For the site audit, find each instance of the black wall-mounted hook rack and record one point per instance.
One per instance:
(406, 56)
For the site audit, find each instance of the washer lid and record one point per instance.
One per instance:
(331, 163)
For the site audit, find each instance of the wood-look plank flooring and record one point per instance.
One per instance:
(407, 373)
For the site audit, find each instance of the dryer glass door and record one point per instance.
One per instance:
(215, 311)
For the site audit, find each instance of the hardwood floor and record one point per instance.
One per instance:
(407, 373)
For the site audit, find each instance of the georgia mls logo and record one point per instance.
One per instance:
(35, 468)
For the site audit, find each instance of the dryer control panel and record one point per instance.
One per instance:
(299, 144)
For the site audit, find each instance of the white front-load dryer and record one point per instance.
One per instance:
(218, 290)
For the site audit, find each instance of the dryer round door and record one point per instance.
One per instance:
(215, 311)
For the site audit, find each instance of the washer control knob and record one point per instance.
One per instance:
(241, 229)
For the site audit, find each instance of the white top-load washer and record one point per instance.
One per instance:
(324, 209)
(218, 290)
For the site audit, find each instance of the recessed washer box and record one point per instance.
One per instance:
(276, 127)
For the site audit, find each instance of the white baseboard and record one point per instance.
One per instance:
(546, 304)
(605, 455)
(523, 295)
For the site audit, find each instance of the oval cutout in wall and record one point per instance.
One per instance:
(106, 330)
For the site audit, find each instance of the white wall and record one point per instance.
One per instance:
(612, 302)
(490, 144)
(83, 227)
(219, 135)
※ ※ ※
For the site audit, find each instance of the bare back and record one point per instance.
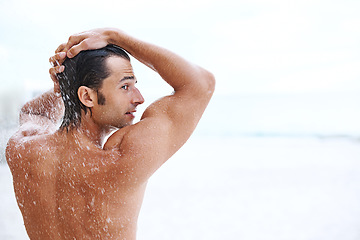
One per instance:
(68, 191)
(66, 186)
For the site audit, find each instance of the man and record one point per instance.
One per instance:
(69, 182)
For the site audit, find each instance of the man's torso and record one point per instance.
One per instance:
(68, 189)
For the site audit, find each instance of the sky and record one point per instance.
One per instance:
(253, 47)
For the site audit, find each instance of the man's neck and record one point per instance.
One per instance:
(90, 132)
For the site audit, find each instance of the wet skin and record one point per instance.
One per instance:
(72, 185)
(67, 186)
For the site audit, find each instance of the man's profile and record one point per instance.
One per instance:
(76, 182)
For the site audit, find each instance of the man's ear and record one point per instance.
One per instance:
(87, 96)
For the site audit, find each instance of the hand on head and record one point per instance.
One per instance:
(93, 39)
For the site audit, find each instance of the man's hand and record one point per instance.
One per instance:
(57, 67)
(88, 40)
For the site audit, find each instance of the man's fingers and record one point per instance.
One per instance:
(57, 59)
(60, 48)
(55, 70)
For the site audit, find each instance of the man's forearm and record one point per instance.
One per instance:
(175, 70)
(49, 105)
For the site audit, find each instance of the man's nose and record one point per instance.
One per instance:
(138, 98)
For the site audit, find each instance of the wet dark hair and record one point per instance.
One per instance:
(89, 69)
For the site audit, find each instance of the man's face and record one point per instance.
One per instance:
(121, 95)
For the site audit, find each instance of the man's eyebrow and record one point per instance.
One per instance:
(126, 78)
※ ※ ※
## Task description
Among the records above, count the lines that include the word "control" and state the number by itself.

## Written answer
2